Rewrite the material below, replacing each "annotate" with "mark" and keeping everything else the same.

* Begin DATA LISTING *

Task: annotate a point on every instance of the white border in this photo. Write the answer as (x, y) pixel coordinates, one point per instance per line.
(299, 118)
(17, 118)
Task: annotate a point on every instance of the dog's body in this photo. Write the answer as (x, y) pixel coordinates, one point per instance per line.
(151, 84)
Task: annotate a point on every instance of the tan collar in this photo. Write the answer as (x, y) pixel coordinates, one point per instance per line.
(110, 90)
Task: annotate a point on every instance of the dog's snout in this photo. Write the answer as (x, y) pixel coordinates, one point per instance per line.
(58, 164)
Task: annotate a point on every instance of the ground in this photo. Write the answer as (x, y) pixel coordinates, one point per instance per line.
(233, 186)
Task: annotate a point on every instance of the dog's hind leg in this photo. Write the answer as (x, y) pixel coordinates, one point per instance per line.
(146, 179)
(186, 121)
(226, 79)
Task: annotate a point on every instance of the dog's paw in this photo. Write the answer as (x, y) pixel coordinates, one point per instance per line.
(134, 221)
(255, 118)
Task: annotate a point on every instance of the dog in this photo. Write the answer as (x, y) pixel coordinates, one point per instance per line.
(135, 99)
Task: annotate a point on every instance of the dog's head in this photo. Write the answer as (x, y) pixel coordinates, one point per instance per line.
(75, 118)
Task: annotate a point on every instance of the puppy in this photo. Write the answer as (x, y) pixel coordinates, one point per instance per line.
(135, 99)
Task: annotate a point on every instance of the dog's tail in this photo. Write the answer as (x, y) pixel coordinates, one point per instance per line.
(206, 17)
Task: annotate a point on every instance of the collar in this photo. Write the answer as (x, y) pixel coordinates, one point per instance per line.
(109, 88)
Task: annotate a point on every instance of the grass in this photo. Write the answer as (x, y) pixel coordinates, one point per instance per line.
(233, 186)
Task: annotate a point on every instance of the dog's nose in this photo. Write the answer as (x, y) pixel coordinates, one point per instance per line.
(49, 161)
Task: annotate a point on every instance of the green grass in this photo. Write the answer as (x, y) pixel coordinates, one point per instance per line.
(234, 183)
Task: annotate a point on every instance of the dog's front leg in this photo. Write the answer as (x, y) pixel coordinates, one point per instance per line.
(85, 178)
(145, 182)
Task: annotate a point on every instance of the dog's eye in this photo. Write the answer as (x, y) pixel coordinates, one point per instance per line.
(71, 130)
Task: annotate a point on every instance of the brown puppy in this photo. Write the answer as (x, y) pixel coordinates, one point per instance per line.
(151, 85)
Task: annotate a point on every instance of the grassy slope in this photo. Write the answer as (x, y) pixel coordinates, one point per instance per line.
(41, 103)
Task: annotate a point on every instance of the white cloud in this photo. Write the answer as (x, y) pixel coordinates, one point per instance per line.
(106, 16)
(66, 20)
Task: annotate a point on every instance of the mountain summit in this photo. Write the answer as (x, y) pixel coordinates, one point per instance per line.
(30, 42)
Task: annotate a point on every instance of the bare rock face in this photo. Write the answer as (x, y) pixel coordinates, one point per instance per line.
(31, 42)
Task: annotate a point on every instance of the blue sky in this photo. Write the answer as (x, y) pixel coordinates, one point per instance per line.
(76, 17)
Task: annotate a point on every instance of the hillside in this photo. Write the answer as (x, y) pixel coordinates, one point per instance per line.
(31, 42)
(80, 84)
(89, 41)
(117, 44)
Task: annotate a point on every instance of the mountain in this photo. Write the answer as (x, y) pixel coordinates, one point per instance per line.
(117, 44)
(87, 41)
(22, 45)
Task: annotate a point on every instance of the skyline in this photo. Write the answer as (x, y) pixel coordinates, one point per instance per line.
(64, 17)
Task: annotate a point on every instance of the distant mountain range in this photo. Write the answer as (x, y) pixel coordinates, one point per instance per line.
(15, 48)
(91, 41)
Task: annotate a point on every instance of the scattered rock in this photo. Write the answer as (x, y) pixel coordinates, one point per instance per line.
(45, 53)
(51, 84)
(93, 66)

* End DATA LISTING *

### [OUTPUT OF THE EXERCISE]
Task: mark a point on every instance of the white border in this photo. Write the answer as (x, y) pixel coordinates, one point per instance per line.
(299, 118)
(17, 118)
Task: mark a point on every instance of the dog's body in this photo. Write the answer as (x, y) pixel coordinates, one point per instance per line.
(151, 84)
Task: mark a point on every instance of the tan collar in this photo. Write the answer as (x, y) pixel coordinates, one point per instance per line.
(110, 90)
Task: mark a point on every instance of the dog's snout in this photo. Write the answer as (x, y) pixel coordinates, one point per instance per line.
(58, 164)
Task: mark a point on every instance of the ground in this photo. Write the answer as (x, y) pixel coordinates, one point per instance per line.
(233, 186)
Task: mark a point on every instance of the dog's hind leg in this photo. Write the answer as (x, y) pixel coordinates, one point per instance per line.
(146, 179)
(186, 121)
(226, 79)
Task: mark a point on every instance of the dog's paw in this photo. Write the answer as (x, y) pixel coordinates, one point per instance per line.
(134, 221)
(255, 118)
Task: mark a point on every instance of the dog in this photo. Write the answer as (x, y) pixel coordinates, one point per instance per line.
(135, 99)
Task: mark a point on every instance of the dog's head in this photo. Write the answer as (x, y) pixel coordinates, one point per instance per line.
(75, 118)
Task: mark a point on every instance of the puppy in this photo. Write the answer as (x, y) pixel coordinates, one point per instance per line.
(135, 99)
Task: mark a point on every instance of the dog's tail in this photo. Write the answer as (x, y) pixel coordinates, one point per instance per line.
(206, 17)
Task: mark a point on every instance of the collar in this photo. Write the answer as (x, y) pixel coordinates, one point per instance per line.
(109, 88)
Task: mark a point on every instance of the grass in this photo. Write the answer as (x, y) pixel coordinates, one point per instance per line.
(233, 186)
Task: mark a point on every instance of the dog's nose in this photo. Write the answer as (x, y) pixel coordinates, one point per instance per line.
(49, 161)
Task: mark a point on every instance of the green grass in this photo. Write the answer as (x, y) pixel coordinates, one point per instance per line.
(234, 183)
Task: mark a point on every instance of the dog's front leg in this photo. Write the answer as (x, y) pixel coordinates, one point per instance per line.
(85, 178)
(145, 182)
Task: mark a point on every instance of the dog's eye in this photo. Write the answer as (x, y) pixel coordinates, one point per instance per line.
(71, 130)
Task: mark a point on every instance of the brown puppy in this photo. Write the answer as (x, y) pixel coordinates, one point per instance per line.
(151, 85)
Task: mark a point on every instance of the grassy slope in this photo. Write the answer as (x, y) pixel coordinates, one point per instance per line.
(41, 103)
Task: mark a point on every instance of the white cloud in this photo. Write the answer as (x, y) pixel coordinates, one point per instance per line.
(106, 16)
(66, 20)
Task: mark a point on every instance of the mountain summit in this photo. Write the answer as (x, y) pixel coordinates, one point per instance per line.
(30, 42)
Task: mark a point on every instance of the bare rock face in this photo. Write the answer as (x, y) pixel coordinates, one point per instance per line.
(31, 42)
Task: mark a point on every instance of the blue sky in this photo. Write the answer as (x, y) pixel coordinates, one point per instance per line.
(76, 17)
Task: mark a point on every instance of the hillside in this photo. Write the answer as (x, y) pixel coordinates, one point per instance per line.
(31, 42)
(80, 84)
(89, 41)
(117, 44)
Task: mark a point on every instance of the mountain in this photo. Write the answer as (x, y) pixel coordinates, one point per instance per line.
(117, 44)
(87, 41)
(22, 45)
Task: mark a point on every instance of the skyline in this photo. Write the answer as (x, y) pixel coordinates, one point per instance per line.
(64, 17)
Task: mark a point on every instance of the distant mountain range in this photo. Write the answer as (x, y) pixel coordinates, one point per instance per line.
(15, 48)
(91, 41)
Task: mark a point on every instance of the scattered rock in this photo. Write the answer as (x, y) pixel coordinates, one point per instance per line.
(45, 53)
(51, 84)
(93, 66)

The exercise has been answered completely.